--- Source passage Enclosed Below ---
I'd like to take a run at it.
Why the change of heart? The thought of Monroe walking free.
There's a lot at stake here, Sasha.
I'm aware of the potential for embarrassment, Sir.
This is more than just embarrassment.
A lot of the top brass hitched their wagon to DCI Hennessy's star.
If it turns out that he fitted Monroe up, the political fallout could be catastrophic.
Is that why UCOS were chosen ahead of the DPS? UCOS were chosen because they can be discreet.
And me? Because you'll leave no stone left unturned.
But no-one is suggesting that we cover anything up here, Sasha, they're only interested in the truth.
And if they don't like that truth? Upstairs are convinced that Hennessy got the right man, they just want to make sure that he got him in the right way.
You've got 24 hours.
Eddie Monroe, one of the Met's top targets for over two decades.
Until the MIT finally put the bastard away.
That bad? The epitome of a nasty piece of work.
Drugs, prostitution, extortion, you name it, he controlled it.
Serious and Organised could never pin anything on him though, he laundered it all through a hotel chain he built up in the '80s.
However, five years ago, Monroe was convicted of murdering this man, Alistair Caldwell CBE, during an argument at a Mayfair hotel owned by Monroe.
The Senior Investigating Officer on the case was Headline Hennessy.
May he rest in peace.
You knew him? Everyone did.
He was a poster boy for the Met, he got his face in the papers more often than Princess Di.
Well, he's going to be making headlines for all the wrong reasons.
The suspect in the Mayfair jewellery heist is lodging an appeal, claims that Hennessy suppressed evidence that could have exonerated him.
--- End of Enclosed Source passage ---
--- Given data Enclosed Below ---
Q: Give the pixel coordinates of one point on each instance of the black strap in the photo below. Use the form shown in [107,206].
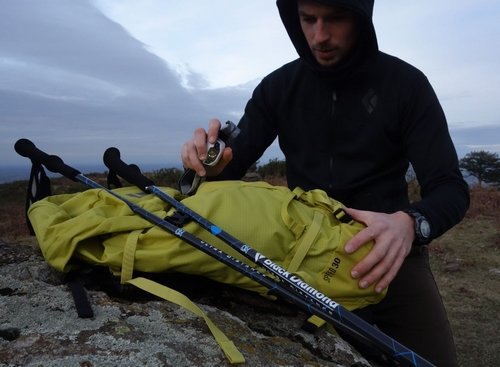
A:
[80,297]
[38,188]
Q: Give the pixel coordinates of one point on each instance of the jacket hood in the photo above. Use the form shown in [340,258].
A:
[366,46]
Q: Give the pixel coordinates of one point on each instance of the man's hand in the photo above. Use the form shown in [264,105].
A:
[194,151]
[393,235]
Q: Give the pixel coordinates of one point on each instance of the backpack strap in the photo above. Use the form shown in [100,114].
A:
[306,241]
[227,346]
[38,188]
[168,294]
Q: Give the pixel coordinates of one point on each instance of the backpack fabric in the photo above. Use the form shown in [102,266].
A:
[302,231]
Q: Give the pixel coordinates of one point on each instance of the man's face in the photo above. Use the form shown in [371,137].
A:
[330,31]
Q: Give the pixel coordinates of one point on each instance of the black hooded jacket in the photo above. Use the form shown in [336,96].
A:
[353,130]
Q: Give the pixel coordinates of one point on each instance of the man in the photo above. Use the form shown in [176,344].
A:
[349,120]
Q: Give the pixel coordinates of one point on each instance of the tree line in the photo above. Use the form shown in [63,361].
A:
[483,165]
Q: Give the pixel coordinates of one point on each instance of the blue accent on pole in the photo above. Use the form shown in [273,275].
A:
[215,230]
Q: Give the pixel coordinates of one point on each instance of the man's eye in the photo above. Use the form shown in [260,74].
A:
[309,20]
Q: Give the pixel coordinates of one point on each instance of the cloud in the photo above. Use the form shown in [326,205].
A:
[76,82]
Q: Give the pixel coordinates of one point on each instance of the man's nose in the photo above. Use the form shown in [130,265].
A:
[321,32]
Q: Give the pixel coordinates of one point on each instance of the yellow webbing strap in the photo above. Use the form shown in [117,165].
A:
[129,256]
[305,243]
[316,321]
[232,353]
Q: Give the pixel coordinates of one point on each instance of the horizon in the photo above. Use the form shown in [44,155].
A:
[80,76]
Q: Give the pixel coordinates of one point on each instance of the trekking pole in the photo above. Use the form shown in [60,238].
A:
[331,312]
[361,328]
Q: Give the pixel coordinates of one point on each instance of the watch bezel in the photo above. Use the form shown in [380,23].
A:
[422,236]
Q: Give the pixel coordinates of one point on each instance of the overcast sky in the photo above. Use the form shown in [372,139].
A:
[78,76]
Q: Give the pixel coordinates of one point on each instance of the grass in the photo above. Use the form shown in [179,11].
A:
[465,261]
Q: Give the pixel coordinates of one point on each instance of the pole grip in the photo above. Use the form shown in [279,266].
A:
[53,163]
[129,172]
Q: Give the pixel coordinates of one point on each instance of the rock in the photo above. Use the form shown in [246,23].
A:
[39,326]
[494,272]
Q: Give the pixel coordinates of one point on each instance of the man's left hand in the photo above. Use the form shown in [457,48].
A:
[393,235]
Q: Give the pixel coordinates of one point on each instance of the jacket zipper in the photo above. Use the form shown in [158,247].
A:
[332,113]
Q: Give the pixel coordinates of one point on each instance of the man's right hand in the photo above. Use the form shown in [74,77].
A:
[194,151]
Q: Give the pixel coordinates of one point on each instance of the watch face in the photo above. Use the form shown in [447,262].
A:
[425,228]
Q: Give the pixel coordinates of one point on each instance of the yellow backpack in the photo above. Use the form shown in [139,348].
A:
[304,232]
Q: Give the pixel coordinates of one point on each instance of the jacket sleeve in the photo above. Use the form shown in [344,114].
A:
[444,192]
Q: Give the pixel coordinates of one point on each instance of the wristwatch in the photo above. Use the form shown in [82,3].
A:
[422,227]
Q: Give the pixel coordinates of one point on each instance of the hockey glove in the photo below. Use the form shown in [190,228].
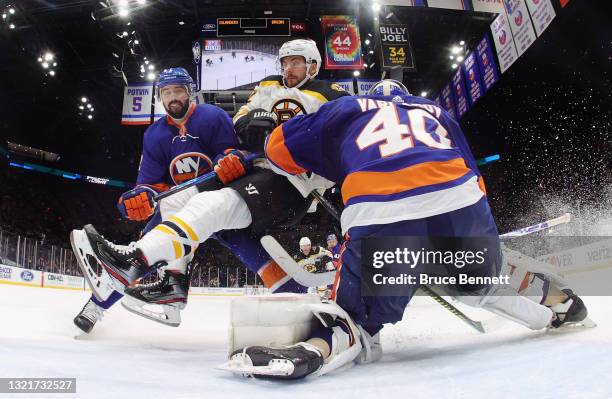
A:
[253,128]
[231,166]
[137,204]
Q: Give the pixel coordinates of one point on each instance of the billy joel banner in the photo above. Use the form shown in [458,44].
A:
[396,49]
[137,104]
[342,42]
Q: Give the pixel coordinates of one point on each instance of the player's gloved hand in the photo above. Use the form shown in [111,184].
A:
[137,204]
[231,165]
[253,128]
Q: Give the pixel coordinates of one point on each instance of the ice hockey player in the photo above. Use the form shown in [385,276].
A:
[300,62]
[177,148]
[406,169]
[334,246]
[313,260]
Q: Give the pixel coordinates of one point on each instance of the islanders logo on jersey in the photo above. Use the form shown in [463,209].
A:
[189,165]
[286,109]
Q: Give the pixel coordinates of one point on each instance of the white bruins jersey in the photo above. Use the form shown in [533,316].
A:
[272,96]
[312,262]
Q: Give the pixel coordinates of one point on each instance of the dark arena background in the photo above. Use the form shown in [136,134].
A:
[542,132]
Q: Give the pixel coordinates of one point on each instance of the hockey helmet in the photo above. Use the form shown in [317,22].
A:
[303,47]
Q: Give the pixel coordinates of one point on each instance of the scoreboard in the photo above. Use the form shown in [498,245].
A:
[253,27]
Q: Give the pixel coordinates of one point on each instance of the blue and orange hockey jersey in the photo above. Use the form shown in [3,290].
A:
[396,158]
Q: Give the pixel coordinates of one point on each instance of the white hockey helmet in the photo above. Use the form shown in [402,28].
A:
[303,47]
[304,241]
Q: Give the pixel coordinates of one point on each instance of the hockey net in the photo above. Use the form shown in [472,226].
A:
[252,290]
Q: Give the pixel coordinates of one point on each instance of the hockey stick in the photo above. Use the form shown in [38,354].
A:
[197,180]
[290,266]
[565,218]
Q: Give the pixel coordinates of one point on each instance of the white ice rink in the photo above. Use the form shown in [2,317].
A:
[429,354]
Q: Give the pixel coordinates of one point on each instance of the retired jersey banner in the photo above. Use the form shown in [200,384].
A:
[520,24]
[473,77]
[342,42]
[451,4]
[396,50]
[542,14]
[461,99]
[448,101]
[344,84]
[137,104]
[492,6]
[504,43]
[486,62]
[363,85]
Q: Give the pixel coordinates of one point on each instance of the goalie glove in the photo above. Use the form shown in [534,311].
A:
[137,204]
[231,166]
[253,128]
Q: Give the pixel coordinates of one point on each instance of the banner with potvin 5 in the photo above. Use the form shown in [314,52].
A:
[342,42]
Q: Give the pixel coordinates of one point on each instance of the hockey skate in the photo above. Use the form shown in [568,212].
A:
[168,295]
[570,314]
[88,316]
[289,363]
[123,263]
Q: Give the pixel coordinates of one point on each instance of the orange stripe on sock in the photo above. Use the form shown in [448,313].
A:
[385,183]
[271,273]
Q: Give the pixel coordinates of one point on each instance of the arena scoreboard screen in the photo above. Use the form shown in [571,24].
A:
[253,27]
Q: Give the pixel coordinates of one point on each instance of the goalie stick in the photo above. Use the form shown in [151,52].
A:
[290,266]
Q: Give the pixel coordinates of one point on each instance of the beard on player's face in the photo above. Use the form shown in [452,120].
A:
[177,109]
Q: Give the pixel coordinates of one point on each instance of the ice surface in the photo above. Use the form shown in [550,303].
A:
[429,354]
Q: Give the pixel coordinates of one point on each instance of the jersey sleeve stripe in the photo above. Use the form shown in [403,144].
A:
[415,176]
[278,153]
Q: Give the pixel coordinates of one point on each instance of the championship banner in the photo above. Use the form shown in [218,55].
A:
[448,101]
[451,4]
[396,50]
[492,6]
[363,85]
[461,100]
[520,24]
[344,84]
[342,42]
[473,78]
[504,44]
[486,62]
[137,104]
[542,14]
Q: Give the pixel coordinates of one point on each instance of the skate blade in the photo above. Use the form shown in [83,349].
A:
[168,316]
[242,365]
[585,324]
[84,252]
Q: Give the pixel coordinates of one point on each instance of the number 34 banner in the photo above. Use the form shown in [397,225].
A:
[137,104]
[396,48]
[342,42]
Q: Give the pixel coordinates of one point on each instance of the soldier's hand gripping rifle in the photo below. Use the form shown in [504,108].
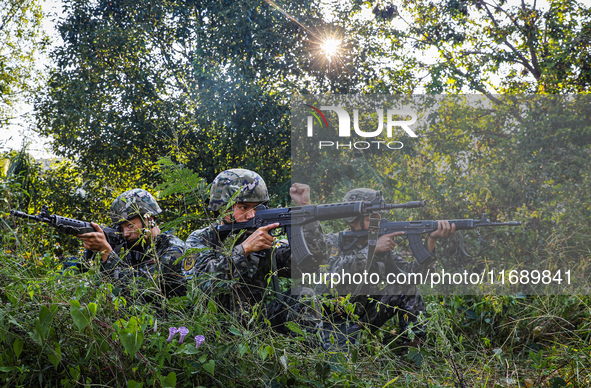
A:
[71,226]
[292,219]
[413,230]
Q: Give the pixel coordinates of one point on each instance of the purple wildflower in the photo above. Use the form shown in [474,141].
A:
[172,331]
[183,331]
[199,340]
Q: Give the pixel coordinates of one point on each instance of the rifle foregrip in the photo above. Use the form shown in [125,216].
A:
[297,244]
[418,249]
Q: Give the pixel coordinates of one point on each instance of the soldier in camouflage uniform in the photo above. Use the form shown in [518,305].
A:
[404,301]
[148,257]
[245,261]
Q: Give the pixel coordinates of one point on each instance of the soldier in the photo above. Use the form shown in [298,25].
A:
[147,253]
[405,301]
[246,261]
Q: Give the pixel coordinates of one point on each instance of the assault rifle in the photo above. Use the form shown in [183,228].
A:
[71,226]
[413,230]
[291,220]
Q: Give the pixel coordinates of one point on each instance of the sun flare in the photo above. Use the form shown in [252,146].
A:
[330,47]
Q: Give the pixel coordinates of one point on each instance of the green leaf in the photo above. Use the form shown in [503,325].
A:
[55,355]
[168,381]
[295,328]
[131,340]
[80,315]
[211,306]
[243,348]
[92,307]
[209,367]
[134,384]
[17,346]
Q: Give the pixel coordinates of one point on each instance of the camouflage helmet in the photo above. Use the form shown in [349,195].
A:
[359,194]
[252,188]
[135,202]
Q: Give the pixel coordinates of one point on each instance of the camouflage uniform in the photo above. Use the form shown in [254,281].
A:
[404,301]
[150,265]
[248,272]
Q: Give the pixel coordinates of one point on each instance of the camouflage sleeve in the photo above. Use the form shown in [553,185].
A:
[169,253]
[211,259]
[314,238]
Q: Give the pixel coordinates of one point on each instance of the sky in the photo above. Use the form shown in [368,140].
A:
[19,132]
[38,147]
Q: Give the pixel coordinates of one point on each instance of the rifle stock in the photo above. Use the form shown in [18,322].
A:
[291,220]
[413,230]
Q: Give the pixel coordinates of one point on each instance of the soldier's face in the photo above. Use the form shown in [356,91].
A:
[133,229]
[243,211]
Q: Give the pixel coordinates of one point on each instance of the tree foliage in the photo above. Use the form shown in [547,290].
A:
[21,38]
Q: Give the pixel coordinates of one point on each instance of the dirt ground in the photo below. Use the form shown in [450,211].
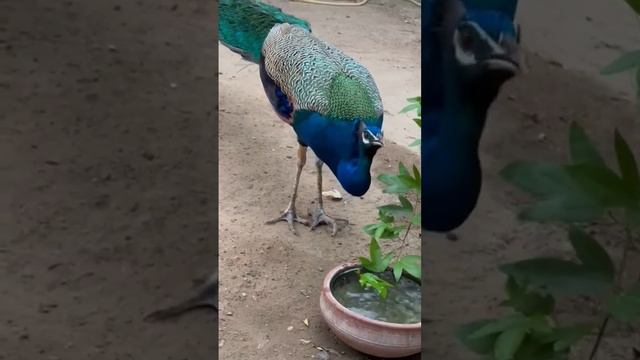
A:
[269,278]
[108,207]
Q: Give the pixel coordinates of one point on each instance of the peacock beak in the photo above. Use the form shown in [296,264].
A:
[507,61]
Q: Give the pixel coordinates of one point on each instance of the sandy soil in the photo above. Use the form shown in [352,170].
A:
[111,208]
[108,172]
[269,278]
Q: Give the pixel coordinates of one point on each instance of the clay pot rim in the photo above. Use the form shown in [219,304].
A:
[326,289]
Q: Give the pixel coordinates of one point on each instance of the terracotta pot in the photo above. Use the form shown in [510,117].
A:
[373,337]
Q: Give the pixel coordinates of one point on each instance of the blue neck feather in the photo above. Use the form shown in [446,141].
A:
[454,121]
[335,142]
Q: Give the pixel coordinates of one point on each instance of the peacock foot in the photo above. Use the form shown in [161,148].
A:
[207,297]
[290,217]
[319,217]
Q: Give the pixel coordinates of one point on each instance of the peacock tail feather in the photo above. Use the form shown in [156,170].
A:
[243,25]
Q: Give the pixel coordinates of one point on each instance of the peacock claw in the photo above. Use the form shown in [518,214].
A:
[319,217]
[290,217]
--- End of Enclosed Given data ---
_Tasks_:
(1) From the dialogue excerpt, extract the text between "He was a poster" and "the wrong reasons.", inclusive.
(2) According to the dialogue excerpt, how did Monroe launder the proceeds of his criminal activities?

_Task-by-task results_:
(1)
He was a poster boy for the Met, he got his face in the papers more often than Princess Di.
Well, he's going to be making headlines for all the wrong reasons.

(2) He laundered it all through a hotel chain he built up in the '80s.